(THE TASK) The answer must be an exact restatement of all the data.

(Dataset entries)
_ _ _
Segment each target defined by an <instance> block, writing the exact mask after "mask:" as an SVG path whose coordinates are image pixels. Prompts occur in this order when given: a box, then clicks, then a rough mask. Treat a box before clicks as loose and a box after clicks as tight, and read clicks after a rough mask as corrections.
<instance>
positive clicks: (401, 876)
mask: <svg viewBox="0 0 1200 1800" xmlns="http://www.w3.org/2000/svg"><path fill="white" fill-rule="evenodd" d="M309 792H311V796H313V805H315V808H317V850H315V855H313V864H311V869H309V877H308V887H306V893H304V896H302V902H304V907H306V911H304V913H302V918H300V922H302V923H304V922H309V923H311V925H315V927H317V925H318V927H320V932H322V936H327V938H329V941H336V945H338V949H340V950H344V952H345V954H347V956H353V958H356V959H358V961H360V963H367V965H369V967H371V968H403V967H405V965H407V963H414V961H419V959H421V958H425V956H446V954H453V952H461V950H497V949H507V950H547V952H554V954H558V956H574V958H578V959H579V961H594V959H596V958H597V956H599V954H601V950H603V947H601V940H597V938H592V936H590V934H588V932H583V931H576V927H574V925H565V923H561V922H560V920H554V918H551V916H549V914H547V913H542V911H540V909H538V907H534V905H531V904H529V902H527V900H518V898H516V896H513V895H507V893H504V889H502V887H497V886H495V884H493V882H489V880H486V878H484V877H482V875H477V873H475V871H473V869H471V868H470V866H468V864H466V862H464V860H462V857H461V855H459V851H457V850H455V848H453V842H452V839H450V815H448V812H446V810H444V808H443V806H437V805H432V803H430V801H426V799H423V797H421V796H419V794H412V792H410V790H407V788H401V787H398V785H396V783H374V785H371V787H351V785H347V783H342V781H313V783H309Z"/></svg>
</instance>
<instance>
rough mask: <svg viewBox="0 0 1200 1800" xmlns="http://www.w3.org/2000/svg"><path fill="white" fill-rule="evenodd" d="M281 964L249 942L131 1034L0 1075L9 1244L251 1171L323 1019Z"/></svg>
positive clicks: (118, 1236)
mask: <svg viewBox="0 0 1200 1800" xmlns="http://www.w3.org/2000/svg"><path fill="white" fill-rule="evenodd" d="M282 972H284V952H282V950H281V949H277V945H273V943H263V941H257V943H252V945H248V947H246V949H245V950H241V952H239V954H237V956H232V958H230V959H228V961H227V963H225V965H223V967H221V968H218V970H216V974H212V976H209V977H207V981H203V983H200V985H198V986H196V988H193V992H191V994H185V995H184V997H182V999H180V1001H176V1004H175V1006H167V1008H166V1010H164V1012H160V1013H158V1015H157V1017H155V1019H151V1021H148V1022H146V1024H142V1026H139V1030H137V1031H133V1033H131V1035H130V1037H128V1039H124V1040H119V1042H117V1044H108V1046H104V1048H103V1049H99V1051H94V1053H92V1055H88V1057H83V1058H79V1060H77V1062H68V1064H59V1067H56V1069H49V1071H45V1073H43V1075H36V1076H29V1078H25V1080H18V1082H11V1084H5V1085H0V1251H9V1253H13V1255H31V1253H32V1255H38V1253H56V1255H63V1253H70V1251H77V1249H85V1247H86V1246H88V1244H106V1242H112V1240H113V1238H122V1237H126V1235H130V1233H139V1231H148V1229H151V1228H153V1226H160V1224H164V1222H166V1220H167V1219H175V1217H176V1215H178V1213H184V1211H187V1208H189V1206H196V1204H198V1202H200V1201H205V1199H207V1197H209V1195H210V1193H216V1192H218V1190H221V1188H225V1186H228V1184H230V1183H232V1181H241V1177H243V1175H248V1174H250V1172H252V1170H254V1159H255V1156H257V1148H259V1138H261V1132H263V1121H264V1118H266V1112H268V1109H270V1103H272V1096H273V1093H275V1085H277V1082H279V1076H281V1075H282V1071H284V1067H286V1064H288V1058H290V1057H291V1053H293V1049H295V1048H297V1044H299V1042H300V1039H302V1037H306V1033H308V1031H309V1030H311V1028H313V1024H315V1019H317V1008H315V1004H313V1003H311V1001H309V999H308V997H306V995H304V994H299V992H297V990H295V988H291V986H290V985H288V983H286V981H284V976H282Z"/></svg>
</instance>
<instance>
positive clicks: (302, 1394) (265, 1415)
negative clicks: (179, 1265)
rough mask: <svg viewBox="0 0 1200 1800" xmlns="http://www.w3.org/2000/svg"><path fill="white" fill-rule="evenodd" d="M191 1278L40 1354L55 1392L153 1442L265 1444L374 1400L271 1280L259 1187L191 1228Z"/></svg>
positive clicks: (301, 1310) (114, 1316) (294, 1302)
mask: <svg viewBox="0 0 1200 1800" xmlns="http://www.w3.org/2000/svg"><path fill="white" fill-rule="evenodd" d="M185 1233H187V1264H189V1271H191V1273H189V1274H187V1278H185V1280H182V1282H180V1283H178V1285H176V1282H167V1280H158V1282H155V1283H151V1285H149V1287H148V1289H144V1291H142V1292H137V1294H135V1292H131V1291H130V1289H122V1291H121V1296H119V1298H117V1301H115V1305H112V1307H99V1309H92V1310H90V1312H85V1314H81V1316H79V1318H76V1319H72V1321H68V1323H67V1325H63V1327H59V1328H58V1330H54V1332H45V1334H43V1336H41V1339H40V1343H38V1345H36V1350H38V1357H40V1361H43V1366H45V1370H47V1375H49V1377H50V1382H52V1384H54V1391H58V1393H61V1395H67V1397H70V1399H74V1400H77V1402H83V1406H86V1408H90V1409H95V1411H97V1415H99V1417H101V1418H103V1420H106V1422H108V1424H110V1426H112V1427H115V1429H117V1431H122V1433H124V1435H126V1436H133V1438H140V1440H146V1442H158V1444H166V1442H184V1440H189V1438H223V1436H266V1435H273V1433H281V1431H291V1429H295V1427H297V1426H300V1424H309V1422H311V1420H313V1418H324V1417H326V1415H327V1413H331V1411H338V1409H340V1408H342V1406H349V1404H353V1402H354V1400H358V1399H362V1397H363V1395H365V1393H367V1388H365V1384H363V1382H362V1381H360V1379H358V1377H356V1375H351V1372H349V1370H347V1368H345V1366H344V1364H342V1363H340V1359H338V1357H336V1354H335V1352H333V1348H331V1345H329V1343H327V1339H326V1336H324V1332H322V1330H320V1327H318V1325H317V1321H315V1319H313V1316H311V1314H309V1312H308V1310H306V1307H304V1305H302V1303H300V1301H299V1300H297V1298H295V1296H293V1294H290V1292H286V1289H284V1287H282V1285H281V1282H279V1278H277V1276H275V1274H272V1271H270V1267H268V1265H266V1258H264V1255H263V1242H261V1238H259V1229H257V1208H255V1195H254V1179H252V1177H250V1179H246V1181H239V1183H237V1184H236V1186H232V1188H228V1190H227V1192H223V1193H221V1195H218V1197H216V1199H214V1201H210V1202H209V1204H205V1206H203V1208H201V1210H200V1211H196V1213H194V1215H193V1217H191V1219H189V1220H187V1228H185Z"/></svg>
_ _ _
(TASK OUTPUT)
Segment each target defined by an <instance> block, writing the exact mask after "mask:" as an SVG path whose coordinates are image pixels. Prompts occur in this order when given: a box, then clicks, then a rough mask. Treat a box before clicks as loose and a box after clicks as tight, and read clicks after a rough mask as corrections.
<instance>
positive clicks: (401, 876)
mask: <svg viewBox="0 0 1200 1800" xmlns="http://www.w3.org/2000/svg"><path fill="white" fill-rule="evenodd" d="M309 792H311V796H313V805H315V808H317V850H315V855H313V864H311V869H309V877H308V887H306V893H304V896H302V902H304V907H306V911H304V913H302V918H300V922H302V923H304V922H309V923H311V925H315V927H317V925H318V927H320V932H322V936H327V938H329V941H336V945H338V949H340V950H344V952H345V954H347V956H353V958H356V959H358V961H360V963H367V965H369V967H371V968H403V967H405V965H407V963H414V961H419V959H421V958H425V956H446V954H453V952H461V950H497V949H507V950H547V952H554V954H558V956H574V958H578V959H579V961H594V959H596V958H597V956H599V954H601V950H603V947H601V940H597V938H592V936H590V934H588V932H583V931H576V927H574V925H565V923H561V922H560V920H554V918H551V916H549V914H547V913H542V911H540V909H538V907H534V905H531V904H529V902H527V900H518V898H516V896H513V895H507V893H504V889H502V887H497V886H495V884H493V882H489V880H486V878H484V877H482V875H477V873H475V871H473V869H471V868H470V866H468V864H466V862H464V860H462V857H461V855H459V851H457V850H455V848H453V842H452V839H450V815H448V812H446V810H444V808H443V806H437V805H432V803H430V801H426V799H423V797H421V796H419V794H412V792H410V790H407V788H401V787H398V785H396V783H374V785H371V787H351V785H347V783H342V781H313V783H309Z"/></svg>
</instance>
<instance>
rough mask: <svg viewBox="0 0 1200 1800" xmlns="http://www.w3.org/2000/svg"><path fill="white" fill-rule="evenodd" d="M281 964L249 942L131 1034L0 1075L9 1244L251 1171L323 1019Z"/></svg>
positive clicks: (118, 1236)
mask: <svg viewBox="0 0 1200 1800" xmlns="http://www.w3.org/2000/svg"><path fill="white" fill-rule="evenodd" d="M282 972H284V952H282V950H281V949H277V945H273V943H263V941H257V943H252V945H248V947H246V949H245V950H241V952H239V954H237V956H232V958H230V959H228V961H227V963H225V965H223V967H221V968H218V970H216V974H212V976H209V977H207V981H203V983H200V985H198V986H196V988H193V992H191V994H185V995H184V997H182V999H180V1001H176V1004H175V1006H167V1008H166V1010H164V1012H160V1013H158V1015H157V1017H155V1019H151V1021H148V1022H146V1024H142V1026H139V1030H137V1031H133V1033H131V1035H130V1037H128V1039H124V1040H119V1042H117V1044H108V1046H104V1048H103V1049H99V1051H94V1053H92V1055H88V1057H83V1058H79V1060H77V1062H68V1064H59V1067H56V1069H49V1071H45V1073H43V1075H36V1076H29V1078H25V1080H18V1082H11V1084H5V1085H0V1251H9V1253H13V1255H31V1253H32V1255H38V1253H56V1255H63V1253H70V1251H77V1249H85V1247H86V1246H88V1244H106V1242H112V1240H113V1238H122V1237H126V1235H130V1233H139V1231H148V1229H151V1228H153V1226H160V1224H164V1222H166V1220H167V1219H175V1217H176V1215H178V1213H184V1211H187V1208H189V1206H196V1204H198V1202H200V1201H205V1199H207V1197H209V1195H210V1193H216V1192H218V1190H221V1188H225V1186H228V1184H230V1183H232V1181H241V1177H243V1175H248V1174H250V1172H252V1170H254V1159H255V1156H257V1148H259V1138H261V1132H263V1121H264V1118H266V1112H268V1109H270V1103H272V1096H273V1093H275V1085H277V1082H279V1076H281V1075H282V1071H284V1067H286V1064H288V1058H290V1057H291V1053H293V1049H295V1048H297V1044H299V1042H300V1039H302V1037H306V1033H308V1031H309V1030H311V1028H313V1024H315V1019H317V1008H315V1004H313V1003H311V1001H309V999H308V997H306V995H304V994H299V992H297V990H295V988H291V986H290V985H288V983H286V981H284V976H282Z"/></svg>
</instance>
<instance>
positive clicks: (302, 1394) (265, 1415)
negative clicks: (179, 1265)
rough mask: <svg viewBox="0 0 1200 1800" xmlns="http://www.w3.org/2000/svg"><path fill="white" fill-rule="evenodd" d="M191 1278L40 1354L55 1392L153 1442L265 1444L374 1400L271 1280L259 1187L191 1228Z"/></svg>
positive clicks: (301, 1310) (114, 1316) (294, 1302)
mask: <svg viewBox="0 0 1200 1800" xmlns="http://www.w3.org/2000/svg"><path fill="white" fill-rule="evenodd" d="M185 1233H187V1264H189V1271H191V1273H189V1274H187V1278H185V1280H182V1282H180V1283H178V1285H176V1282H167V1280H158V1282H155V1283H151V1285H149V1287H148V1289H144V1291H142V1292H137V1294H135V1292H131V1291H130V1289H122V1291H121V1296H119V1298H117V1301H115V1305H112V1307H99V1309H92V1310H90V1312H85V1314H81V1316H79V1318H76V1319H72V1321H68V1323H67V1325H63V1327H59V1328H58V1330H54V1332H45V1334H43V1336H41V1339H40V1343H38V1345H36V1350H38V1357H40V1361H43V1366H45V1370H47V1375H49V1377H50V1382H52V1384H54V1391H58V1393H61V1395H67V1397H70V1399H74V1400H77V1402H83V1406H86V1408H90V1409H95V1411H97V1415H99V1417H101V1418H103V1420H106V1422H108V1424H110V1426H112V1427H115V1429H117V1431H122V1433H124V1435H126V1436H133V1438H140V1440H146V1442H158V1444H166V1442H184V1440H189V1438H223V1436H266V1435H273V1433H281V1431H291V1429H295V1427H297V1426H300V1424H309V1422H311V1420H313V1418H324V1417H326V1415H327V1413H331V1411H338V1409H340V1408H342V1406H349V1404H353V1402H354V1400H358V1399H362V1397H363V1395H365V1393H367V1388H365V1384H363V1382H362V1381H360V1379H358V1377H356V1375H351V1372H349V1370H347V1368H345V1366H344V1364H342V1363H340V1359H338V1357H336V1354H335V1352H333V1348H331V1345H329V1343H327V1339H326V1336H324V1332H322V1330H320V1327H318V1325H317V1321H315V1319H313V1316H311V1314H309V1312H308V1310H306V1307H304V1305H302V1303H300V1301H299V1300H297V1298H295V1296H293V1294H290V1292H286V1289H284V1287H282V1285H281V1282H279V1278H277V1276H275V1274H272V1271H270V1267H268V1265H266V1258H264V1255H263V1242H261V1238H259V1229H257V1208H255V1195H254V1179H252V1177H250V1179H246V1181H239V1183H237V1184H236V1186H232V1188H228V1190H227V1192H223V1193H221V1195H218V1197H216V1199H214V1201H210V1202H209V1204H205V1206H203V1208H201V1210H200V1211H196V1213H194V1215H193V1217H191V1219H189V1220H187V1228H185Z"/></svg>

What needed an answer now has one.